Exercise details: I'd like every record written out again, exactly as it is.

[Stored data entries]
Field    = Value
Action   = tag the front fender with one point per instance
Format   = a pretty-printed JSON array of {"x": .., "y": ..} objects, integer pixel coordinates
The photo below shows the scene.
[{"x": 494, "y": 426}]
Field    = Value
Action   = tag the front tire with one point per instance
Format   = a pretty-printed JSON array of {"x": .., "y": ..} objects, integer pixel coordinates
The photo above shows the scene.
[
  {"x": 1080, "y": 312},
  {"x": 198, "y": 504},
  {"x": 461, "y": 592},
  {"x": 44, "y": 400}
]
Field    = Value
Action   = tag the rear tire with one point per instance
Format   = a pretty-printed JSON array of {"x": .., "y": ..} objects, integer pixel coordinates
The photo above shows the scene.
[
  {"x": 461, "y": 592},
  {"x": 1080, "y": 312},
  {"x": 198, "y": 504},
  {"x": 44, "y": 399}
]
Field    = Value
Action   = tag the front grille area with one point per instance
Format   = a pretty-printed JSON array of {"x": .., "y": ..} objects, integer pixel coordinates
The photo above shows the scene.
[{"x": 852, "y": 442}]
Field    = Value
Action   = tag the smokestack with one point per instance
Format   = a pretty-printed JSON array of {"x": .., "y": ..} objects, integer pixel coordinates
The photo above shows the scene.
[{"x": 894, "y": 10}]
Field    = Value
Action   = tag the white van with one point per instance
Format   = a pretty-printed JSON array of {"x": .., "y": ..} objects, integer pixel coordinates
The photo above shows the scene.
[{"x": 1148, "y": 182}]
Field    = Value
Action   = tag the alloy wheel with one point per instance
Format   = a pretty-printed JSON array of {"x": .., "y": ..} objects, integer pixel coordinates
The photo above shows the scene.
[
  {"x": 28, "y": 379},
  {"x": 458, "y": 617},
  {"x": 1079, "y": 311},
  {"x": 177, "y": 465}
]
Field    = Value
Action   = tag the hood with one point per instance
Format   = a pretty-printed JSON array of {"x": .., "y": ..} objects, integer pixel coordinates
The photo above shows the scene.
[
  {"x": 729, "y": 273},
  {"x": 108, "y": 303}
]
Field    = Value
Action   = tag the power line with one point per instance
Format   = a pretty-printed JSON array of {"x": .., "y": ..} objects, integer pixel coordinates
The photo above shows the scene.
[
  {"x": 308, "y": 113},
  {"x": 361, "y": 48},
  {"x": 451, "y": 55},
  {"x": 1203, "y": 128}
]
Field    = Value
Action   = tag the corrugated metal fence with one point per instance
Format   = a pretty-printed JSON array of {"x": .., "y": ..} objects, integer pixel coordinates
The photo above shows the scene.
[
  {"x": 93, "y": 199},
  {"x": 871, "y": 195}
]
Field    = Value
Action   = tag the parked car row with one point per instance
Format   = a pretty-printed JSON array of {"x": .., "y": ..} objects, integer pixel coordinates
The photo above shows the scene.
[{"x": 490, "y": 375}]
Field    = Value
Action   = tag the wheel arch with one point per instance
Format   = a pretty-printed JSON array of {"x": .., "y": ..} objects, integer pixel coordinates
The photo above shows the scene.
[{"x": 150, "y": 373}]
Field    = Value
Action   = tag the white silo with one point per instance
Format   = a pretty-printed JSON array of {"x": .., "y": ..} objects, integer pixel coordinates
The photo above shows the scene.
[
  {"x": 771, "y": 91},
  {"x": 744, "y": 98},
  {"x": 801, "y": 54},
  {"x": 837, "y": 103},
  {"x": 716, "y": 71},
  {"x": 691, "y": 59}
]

Output for this exercise:
Field    = Value
Action   = tag the front fender with one point per instance
Format   = a pretty-printed JSON array of {"x": .., "y": ..} objects, integer pixel coordinates
The photo below shows the scene.
[{"x": 494, "y": 426}]
Field    = Value
Action   = tag the front tire with one point per instance
Format   = a pretty-printed JSON array of {"x": .., "y": ..} objects, integer pixel coordinates
The photo above shows the scene.
[
  {"x": 1080, "y": 312},
  {"x": 198, "y": 504},
  {"x": 461, "y": 592},
  {"x": 44, "y": 400}
]
Field    = Value
Action   = tag the rear tire with one point per instance
Format   = a pretty-printed JSON array of {"x": .., "y": ..} objects, integer pixel coordinates
The photo above shows the scene.
[
  {"x": 461, "y": 592},
  {"x": 1080, "y": 312},
  {"x": 198, "y": 504},
  {"x": 44, "y": 399}
]
Field    = Value
Action   = tag the front grille area with one point per instance
Format   = a pretty-printed JSON array of {"x": .., "y": ..} objects, integer pixel coordinates
The photo above shows the scene.
[{"x": 852, "y": 442}]
Field    = Value
Action   = tag the smokestack with one point per instance
Format   = a pretty-printed JSON array of {"x": .., "y": ..} objects, integer pixel coordinates
The photo above shows the scene.
[{"x": 894, "y": 10}]
Field    = Value
Action   = tag the white van with one point per instance
Format   = a pretty-printed JSON array of {"x": .., "y": ..} objects, integer pixel coordinates
The photo above shows the scene.
[{"x": 1148, "y": 182}]
Field    = Value
Action   = tag the alloy wheel with one point per instance
Format   = a pretty-printed JSON array of {"x": .., "y": ..} objects, integer pixel coordinates
The photo above shows the scene.
[
  {"x": 28, "y": 379},
  {"x": 458, "y": 617},
  {"x": 1079, "y": 311},
  {"x": 177, "y": 465}
]
Field    = Value
Action   = tag the hood with one point per instance
Format   = a pretty-printed JSON array of {"x": .., "y": ..} objects, integer pixel coordinates
The photo above shows the scene.
[
  {"x": 729, "y": 273},
  {"x": 108, "y": 303}
]
Field    = Value
Action   = tag the power line with one point per instance
Format   = a pretty-printed JSON array of {"x": .., "y": ..} objects, integer pixel coordinates
The photo above shows the scene.
[
  {"x": 308, "y": 113},
  {"x": 361, "y": 48},
  {"x": 451, "y": 55},
  {"x": 1203, "y": 128}
]
Field    = Value
Action   = tag the corrugated metal fence with one point per instance
Format   = a pretty-printed JSON array of {"x": .., "y": ..} objects, integer pixel coordinates
The photo above shows the scene.
[
  {"x": 93, "y": 199},
  {"x": 871, "y": 195}
]
Field    = Value
Action   = tag the parked car row with one point per instance
Format   = a pretty-printed JSON array of {"x": .., "y": ..} objects, integer pixel coordinates
The photo above shows the scene.
[{"x": 490, "y": 375}]
Field    = Value
Action   = tag the wheel arch with one point per instance
Format   = a pretty-printed JSON array of {"x": .., "y": ..} objects, integer pixel coordinates
The photo above shows the scene.
[{"x": 150, "y": 373}]
Field    = Value
Action   = tag the white silo with one point per instance
Format   = a pretty-printed JSON array of {"x": .., "y": ..} objects, integer pixel coordinates
The photo above shows the scene.
[
  {"x": 771, "y": 91},
  {"x": 744, "y": 98},
  {"x": 801, "y": 54},
  {"x": 837, "y": 103},
  {"x": 716, "y": 71},
  {"x": 691, "y": 59}
]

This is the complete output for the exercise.